_出題 A_. 日立のROE導入を扱った抜粋本文について、次の(i)〜(iii)が本文と合っているかを判定し、それぞれ「はい」か「いいえ」で答えてください。判定の根拠となる本文の語句もそのまま引用してください。(i) 日立は2017年3月期からの中期経営計画で、はじめてROEを経営指標に取り入れる。(ii) 平均自己資本は、期末自己資本を2で割って求める。(iii) 計算では、自己資本として「純資産」の額を採用する。
_出題 B_. 日立のROE導入を扱った抜粋本文を、最後の文に続けて書き進めてください。

_抜粋本文_.
..............................
日立や三菱重工がROEを経営目標に導入(日経15*3*17*1)
日立は、2017年3月期から3年間の中期経営計画で、はじめてROEを経営指標に取り入れるとのことです。
2015年3月期は約9%の見通しということで、10%超を目標とすることを検討します。
ここで、ROE(自己資本利益率。Return On Epuity)は、当期純利益÷平均自己資本で求められます。
会社が稼いだ純利益を平均自己資本で割って求めます。
平均自己資本とは、(期首自己資本+期末自己資本)÷2で求められ、期中における平均的な自己資本の額です。
自己資本は、ほぼバランスシートの資産から負債を引いた額、つまり純資産に近いもの、というイメージでいいでしょう。
新株予約権とか親会社以外の株主の持分とか、いろいろと細かい除外事項などがありますが、影響は軽微なので、よほど専門的な分析をする場合以外は無視して、おおむね純資産の額に近いと考えて差し支えないです。
さて、日立のROE見通しの9%について、ちょっと計算して確かめてみましょう。
平成27年3月期第3四半期の決算短信を参考に、計算してみます。
自己資本として、「株主資本」の額を採用しておきます。
..............................
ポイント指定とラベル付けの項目
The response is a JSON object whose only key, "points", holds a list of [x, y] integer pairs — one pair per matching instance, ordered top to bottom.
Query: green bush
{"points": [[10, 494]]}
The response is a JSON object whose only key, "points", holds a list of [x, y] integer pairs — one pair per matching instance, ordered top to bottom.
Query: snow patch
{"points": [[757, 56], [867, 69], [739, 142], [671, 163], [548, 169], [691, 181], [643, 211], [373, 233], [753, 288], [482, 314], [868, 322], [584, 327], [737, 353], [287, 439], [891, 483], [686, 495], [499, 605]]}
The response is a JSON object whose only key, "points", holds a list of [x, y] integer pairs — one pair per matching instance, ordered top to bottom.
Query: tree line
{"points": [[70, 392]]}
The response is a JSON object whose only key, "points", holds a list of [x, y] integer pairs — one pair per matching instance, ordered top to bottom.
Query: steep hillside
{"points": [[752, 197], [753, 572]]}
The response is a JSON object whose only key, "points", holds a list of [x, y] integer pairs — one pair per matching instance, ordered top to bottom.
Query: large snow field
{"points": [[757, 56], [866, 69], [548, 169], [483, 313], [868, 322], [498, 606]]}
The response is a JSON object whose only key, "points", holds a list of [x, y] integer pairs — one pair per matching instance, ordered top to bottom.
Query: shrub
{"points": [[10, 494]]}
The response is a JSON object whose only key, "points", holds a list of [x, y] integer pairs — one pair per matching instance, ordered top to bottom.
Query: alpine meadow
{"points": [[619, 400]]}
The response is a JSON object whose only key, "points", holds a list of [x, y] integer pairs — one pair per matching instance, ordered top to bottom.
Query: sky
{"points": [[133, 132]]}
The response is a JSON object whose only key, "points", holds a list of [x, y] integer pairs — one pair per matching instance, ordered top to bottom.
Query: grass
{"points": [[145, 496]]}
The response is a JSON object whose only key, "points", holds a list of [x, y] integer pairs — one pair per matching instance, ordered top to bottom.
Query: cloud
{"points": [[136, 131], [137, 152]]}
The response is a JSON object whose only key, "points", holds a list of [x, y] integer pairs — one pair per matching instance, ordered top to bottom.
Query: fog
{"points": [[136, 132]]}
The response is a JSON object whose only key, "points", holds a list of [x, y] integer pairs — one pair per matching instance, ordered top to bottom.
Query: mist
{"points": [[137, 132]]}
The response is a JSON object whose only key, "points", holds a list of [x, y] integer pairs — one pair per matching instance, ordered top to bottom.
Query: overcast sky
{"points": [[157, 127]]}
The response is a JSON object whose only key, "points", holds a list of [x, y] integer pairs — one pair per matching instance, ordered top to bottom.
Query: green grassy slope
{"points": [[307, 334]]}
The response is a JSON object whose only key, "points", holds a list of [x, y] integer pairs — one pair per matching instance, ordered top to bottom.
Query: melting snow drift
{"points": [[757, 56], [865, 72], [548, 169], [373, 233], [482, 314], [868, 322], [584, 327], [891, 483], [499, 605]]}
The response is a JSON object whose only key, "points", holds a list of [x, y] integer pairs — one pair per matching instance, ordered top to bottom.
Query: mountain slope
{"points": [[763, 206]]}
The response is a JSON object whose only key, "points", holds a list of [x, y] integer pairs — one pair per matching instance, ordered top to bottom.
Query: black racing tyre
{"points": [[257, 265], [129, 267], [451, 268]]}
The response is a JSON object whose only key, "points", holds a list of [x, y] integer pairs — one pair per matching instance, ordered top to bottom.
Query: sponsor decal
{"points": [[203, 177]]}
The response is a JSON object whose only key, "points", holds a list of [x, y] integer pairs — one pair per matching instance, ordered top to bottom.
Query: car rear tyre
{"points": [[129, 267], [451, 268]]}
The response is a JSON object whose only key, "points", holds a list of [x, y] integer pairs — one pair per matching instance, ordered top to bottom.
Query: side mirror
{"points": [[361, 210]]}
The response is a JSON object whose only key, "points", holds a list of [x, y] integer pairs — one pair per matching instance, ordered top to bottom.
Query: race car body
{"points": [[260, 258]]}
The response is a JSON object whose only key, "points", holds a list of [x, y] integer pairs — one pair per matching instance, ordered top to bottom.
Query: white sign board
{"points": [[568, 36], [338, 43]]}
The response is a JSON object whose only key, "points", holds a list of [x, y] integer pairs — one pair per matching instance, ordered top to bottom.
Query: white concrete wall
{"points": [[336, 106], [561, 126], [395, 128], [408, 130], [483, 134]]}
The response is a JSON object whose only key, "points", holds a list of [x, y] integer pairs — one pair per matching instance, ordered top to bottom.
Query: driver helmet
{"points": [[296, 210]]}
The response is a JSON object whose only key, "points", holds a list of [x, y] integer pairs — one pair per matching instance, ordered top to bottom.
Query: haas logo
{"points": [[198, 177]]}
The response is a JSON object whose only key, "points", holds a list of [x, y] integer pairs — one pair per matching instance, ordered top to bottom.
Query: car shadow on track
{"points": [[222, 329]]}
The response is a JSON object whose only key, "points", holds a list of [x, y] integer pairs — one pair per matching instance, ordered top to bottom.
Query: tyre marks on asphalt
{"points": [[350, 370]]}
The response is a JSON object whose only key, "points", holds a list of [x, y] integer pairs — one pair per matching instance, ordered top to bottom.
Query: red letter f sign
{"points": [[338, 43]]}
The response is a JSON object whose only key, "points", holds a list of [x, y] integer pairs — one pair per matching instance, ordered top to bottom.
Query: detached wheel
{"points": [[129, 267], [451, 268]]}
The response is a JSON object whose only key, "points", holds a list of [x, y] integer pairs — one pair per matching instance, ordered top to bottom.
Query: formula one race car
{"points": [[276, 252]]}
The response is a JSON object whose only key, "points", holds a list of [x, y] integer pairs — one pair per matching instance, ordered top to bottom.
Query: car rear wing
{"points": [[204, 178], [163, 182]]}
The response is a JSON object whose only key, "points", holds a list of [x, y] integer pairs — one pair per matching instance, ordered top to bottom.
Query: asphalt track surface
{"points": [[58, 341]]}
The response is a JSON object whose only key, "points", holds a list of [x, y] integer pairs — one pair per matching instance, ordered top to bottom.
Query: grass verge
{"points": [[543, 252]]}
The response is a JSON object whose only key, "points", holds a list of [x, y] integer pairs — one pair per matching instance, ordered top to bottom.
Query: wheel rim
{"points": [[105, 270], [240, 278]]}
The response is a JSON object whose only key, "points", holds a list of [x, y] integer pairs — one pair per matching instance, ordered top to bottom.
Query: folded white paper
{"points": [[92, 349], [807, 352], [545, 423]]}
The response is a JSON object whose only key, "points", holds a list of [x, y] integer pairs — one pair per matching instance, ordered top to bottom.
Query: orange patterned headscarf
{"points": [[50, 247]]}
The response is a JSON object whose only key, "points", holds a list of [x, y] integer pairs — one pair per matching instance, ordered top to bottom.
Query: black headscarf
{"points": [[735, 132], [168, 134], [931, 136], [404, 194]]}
..............................
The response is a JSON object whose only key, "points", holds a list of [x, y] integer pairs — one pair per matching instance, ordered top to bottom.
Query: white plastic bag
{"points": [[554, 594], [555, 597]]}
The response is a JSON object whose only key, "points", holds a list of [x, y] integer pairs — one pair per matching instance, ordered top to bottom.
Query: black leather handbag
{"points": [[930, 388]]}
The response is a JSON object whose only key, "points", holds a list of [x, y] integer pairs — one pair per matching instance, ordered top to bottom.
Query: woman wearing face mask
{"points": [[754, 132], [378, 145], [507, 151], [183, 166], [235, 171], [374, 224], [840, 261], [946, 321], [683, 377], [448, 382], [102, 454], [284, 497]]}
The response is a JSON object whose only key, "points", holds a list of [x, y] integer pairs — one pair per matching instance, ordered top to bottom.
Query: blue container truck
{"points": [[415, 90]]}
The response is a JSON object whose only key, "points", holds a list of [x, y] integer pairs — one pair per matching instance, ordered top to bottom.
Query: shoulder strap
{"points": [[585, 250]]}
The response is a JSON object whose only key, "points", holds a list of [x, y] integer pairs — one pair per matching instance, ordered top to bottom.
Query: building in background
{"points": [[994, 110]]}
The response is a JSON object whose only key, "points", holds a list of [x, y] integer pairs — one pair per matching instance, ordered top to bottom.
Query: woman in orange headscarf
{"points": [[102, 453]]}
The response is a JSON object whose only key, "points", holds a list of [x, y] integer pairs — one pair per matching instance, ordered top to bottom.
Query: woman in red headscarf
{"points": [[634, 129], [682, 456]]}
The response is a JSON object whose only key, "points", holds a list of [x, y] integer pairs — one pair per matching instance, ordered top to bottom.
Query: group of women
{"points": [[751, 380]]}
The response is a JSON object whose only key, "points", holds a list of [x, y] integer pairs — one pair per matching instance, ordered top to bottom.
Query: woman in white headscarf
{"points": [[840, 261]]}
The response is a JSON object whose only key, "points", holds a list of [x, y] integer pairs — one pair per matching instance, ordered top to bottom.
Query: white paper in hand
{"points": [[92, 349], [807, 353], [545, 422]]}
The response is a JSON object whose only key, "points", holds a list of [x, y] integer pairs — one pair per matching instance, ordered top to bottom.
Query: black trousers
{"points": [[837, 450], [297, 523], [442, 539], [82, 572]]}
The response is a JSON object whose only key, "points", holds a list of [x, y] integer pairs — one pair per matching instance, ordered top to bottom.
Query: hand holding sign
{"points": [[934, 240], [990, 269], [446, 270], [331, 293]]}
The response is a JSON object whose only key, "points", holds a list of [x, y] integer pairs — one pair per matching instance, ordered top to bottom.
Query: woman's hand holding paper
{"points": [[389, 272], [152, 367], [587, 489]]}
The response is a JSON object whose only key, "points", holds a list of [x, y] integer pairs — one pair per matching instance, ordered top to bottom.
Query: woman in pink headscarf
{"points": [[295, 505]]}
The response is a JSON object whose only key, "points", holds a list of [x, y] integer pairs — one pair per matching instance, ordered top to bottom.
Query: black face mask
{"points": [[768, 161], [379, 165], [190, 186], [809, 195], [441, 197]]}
..............................
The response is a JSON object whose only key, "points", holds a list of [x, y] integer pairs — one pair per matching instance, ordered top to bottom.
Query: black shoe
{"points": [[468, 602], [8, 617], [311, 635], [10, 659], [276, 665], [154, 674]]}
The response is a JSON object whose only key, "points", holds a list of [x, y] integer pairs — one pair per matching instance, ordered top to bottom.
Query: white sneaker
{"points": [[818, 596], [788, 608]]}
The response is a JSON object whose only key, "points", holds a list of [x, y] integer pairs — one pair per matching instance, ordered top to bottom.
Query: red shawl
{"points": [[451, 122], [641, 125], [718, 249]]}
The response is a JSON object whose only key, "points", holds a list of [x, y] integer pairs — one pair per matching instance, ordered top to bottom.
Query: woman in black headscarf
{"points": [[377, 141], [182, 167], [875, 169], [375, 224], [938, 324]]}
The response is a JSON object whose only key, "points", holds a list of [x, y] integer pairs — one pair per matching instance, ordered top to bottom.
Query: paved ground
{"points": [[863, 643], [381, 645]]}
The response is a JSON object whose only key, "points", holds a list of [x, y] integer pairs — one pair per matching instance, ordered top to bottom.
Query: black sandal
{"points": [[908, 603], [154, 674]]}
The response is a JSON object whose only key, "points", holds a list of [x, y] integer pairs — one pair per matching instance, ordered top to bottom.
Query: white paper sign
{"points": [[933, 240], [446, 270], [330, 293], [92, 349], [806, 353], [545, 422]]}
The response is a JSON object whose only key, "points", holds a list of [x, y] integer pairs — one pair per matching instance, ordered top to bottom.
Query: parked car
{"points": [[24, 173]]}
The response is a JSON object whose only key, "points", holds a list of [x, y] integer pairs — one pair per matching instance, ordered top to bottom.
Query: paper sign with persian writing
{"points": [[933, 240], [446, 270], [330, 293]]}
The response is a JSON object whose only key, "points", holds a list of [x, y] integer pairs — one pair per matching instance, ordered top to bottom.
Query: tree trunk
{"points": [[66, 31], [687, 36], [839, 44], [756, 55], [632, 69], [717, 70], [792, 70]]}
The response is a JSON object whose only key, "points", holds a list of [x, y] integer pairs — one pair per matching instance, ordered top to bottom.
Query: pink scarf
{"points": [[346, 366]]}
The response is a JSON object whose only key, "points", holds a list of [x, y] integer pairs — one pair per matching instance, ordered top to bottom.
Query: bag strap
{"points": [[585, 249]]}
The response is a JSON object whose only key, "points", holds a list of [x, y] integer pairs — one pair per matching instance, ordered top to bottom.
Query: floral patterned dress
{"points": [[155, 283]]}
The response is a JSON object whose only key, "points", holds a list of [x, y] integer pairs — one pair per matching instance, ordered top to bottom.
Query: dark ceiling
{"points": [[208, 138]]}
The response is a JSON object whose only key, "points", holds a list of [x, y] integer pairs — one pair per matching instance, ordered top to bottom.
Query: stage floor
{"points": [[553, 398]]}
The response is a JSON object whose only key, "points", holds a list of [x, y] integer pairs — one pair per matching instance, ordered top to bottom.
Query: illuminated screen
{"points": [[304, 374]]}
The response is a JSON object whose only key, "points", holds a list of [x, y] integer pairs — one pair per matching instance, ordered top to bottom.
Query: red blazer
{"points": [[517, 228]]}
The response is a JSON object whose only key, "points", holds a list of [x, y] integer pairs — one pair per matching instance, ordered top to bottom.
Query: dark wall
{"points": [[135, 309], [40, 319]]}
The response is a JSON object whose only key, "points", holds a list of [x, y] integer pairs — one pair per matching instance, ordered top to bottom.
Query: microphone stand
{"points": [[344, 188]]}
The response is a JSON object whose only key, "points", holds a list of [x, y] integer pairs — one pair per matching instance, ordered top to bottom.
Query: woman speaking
..............................
_演習結果 A_.
(i) はい。「日立は、2017年3月期から3年間の中期経営計画で、はじめてROEを経営指標に取り入れるとのことです。」
(ii) いいえ。「平均自己資本とは、(期首自己資本+期末自己資本)÷2で求められ」
(iii) いいえ。「自己資本として、「株主資本」の額を採用しておきます。」

_演習結果 B_.
なお、株主資本とは、資本金+資本剰余金+利益剰余金-自己株式で求められる自己資本の中核的部分です。
資本金と資本剰余金は株主からの出資額だと考えていいでしょう。
つまり、出資額に利益の留保額を加え、自己株式を引いたものが最も重要な株主の持分額ということで、「株主資本」と呼びます。
なお、昔の会計原則に基づく「資本の部」は、まさにこれです。
<日立製作所・平成27年3月期第3四半期決算短信より>
・株主資本:2兆8,734億円(前期末比増減は+2,221億円)
・当社株主に帰属する当期純利益予想:2,500億円
以上より、まずは前期末から第3四半期末までの期間における平均自己資本をもとめます。
<平均自己資本>
2兆8,734億円-2,221億円÷2
または
(2兆8,734億円-2,221億円+2兆8,734億円)÷2
=2兆7,624億円
次に、当期純利益(当社株主に帰属する部分)を平均自己資本で割ります。
2,500億円÷2兆7,624億円=9.05…%
たしかに、ちょうど9%位の数字になりましたね。
ここで補足ですが、「当社株主に帰属する当期純利益」とは、いいかえれば「親会社である日立製作所の株主の持分となる当期純利益」を意味します。
もう少し具体的に言うと、日立グループ全体で稼ぐ利益は、親会社(日立製作所)の利益プラス子会社の利益、となりますね。
ここで、親会社である日立製作所の利益は、すべて日立製作所の株主に帰属します。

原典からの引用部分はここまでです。